● **TASK REQUIREMENTS**
Copy each line that contains the string "photo", taking them from the material.

● **RECORDS TO USE**
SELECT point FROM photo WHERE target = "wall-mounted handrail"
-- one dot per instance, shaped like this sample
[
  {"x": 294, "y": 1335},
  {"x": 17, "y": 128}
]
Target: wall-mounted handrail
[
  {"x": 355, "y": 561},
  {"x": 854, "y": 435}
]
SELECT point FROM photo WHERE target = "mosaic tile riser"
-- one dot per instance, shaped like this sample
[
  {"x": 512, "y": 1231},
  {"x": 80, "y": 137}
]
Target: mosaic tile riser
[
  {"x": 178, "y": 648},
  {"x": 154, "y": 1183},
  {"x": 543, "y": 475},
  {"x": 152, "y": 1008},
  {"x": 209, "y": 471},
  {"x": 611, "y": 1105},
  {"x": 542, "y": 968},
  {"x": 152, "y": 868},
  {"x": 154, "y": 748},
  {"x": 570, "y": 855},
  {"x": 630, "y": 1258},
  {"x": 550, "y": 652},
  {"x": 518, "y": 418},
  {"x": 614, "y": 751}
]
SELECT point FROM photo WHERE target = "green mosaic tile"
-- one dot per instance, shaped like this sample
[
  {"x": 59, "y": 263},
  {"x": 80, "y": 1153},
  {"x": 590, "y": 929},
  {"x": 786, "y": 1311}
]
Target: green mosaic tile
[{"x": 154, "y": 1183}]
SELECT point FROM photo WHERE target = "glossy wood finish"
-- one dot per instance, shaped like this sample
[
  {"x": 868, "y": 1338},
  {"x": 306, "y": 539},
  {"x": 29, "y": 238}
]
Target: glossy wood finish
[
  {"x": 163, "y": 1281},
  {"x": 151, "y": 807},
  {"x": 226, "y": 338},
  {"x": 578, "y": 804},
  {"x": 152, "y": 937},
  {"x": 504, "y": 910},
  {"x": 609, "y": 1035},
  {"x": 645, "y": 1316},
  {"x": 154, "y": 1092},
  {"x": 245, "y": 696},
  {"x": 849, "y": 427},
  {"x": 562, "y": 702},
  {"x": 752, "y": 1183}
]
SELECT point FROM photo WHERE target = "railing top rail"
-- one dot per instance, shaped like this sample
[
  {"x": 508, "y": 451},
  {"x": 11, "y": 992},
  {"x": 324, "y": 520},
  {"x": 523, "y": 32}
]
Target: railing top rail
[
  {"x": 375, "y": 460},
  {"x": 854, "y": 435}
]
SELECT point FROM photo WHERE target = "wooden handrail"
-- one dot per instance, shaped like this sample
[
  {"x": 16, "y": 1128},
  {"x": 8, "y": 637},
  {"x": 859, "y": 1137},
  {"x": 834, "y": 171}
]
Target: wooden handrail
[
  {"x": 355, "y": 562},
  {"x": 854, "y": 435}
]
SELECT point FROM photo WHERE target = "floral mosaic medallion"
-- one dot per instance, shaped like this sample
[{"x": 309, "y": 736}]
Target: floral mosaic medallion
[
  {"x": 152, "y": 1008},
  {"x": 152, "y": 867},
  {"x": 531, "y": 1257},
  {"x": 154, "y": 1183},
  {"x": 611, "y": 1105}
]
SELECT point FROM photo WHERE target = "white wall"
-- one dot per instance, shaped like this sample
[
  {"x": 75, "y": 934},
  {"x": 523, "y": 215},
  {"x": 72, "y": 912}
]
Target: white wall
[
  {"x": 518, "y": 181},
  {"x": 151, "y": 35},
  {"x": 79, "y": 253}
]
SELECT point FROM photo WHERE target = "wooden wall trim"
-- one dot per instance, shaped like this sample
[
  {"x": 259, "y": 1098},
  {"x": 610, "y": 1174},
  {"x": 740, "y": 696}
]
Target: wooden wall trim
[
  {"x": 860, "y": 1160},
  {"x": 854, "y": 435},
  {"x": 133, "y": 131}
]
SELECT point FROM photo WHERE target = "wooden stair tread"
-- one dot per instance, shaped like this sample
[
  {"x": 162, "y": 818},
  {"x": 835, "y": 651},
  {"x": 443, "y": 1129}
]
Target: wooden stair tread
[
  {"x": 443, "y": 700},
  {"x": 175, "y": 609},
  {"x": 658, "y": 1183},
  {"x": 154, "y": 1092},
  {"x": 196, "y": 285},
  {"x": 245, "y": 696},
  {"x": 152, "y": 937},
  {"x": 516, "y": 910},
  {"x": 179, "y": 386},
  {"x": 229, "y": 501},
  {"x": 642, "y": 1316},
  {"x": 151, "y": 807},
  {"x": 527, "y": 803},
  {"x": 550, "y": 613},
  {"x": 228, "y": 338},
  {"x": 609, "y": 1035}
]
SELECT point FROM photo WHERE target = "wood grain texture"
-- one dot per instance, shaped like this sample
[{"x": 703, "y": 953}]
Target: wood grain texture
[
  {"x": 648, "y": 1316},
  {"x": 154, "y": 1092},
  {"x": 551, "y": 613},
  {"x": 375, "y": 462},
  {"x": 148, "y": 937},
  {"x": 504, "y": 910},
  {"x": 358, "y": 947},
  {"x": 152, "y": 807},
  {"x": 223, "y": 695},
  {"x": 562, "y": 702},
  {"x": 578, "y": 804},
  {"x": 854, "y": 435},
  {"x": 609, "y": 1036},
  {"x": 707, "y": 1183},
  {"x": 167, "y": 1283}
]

● **OUTPUT FOR THIS EXERCISE**
SELECT point FROM photo WHERE target = "wall-mounted handrail"
SELECT point FROM photo WHERE target = "mosaic tile riser"
SELECT point FROM photo WHERE target = "green mosaic tile"
SELECT point FROM photo WHERE target = "glossy wood finish"
SELECT point FROM photo WHERE target = "railing top rail"
SELECT point FROM photo WHERE target = "wooden handrail"
SELECT point FROM photo WHERE target = "floral mosaic medallion"
SELECT point FROM photo WHERE target = "white wall"
SELECT point FROM photo WHERE target = "wooden wall trim"
SELECT point FROM photo WHERE target = "wooden stair tread"
SELECT point FROM photo WHERE target = "wood grain texture"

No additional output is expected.